▶ **Do this**: Reproduce the material below word for word, leaving out the pictures.

"""

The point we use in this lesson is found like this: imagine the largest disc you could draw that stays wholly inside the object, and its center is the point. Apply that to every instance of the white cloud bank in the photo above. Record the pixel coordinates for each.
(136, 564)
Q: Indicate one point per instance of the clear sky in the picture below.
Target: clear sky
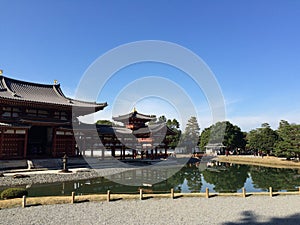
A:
(252, 47)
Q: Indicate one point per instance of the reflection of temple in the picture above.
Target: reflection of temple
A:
(128, 141)
(36, 119)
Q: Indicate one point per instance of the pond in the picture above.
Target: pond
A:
(221, 178)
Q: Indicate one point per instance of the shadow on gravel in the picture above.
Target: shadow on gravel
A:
(32, 205)
(82, 201)
(178, 196)
(115, 199)
(250, 218)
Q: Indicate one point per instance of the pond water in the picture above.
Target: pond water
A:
(221, 178)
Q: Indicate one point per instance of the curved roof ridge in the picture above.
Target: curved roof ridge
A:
(13, 93)
(27, 82)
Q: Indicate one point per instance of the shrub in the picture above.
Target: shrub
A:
(13, 193)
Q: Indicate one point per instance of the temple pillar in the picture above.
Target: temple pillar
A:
(25, 144)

"""

▶ **Solution for this problem**:
The point we use in this lesson is found like this: imagine the largest disc you could draw that stays wholly inside the object, and its center is the point. Apply that to every instance of the white cloud bank in the photo above. Record the pixel coordinates for each.
(136, 564)
Q: Indicate one point per instance of the clear sky in the picture below.
Target: clear sky
A:
(252, 47)
Q: Indicate one point per instance of the reflection of temple in the picture above.
Target: reflection of temple
A:
(128, 141)
(36, 119)
Q: Indicate one point per instance of the pond in the picture above.
Target: pond
A:
(221, 178)
Q: Indicate one point per instance of the shadow on gravel in the picture above.
Target: shadow on gravel
A:
(32, 205)
(82, 201)
(178, 196)
(115, 199)
(250, 218)
Q: Indicate one point per instance of the pond water in the picture above.
Target: pond water
A:
(221, 178)
Q: Indicate one point per instance of the curved roof ridge in the picture above.
Target: curved roof ridge
A:
(13, 93)
(27, 82)
Q: Indicate one point per instance of the shrub in the picture above.
Target: shrub
A:
(13, 193)
Q: Indicate one point per instance of the temple pillar in the picture above.
Target: temple pillar
A:
(25, 144)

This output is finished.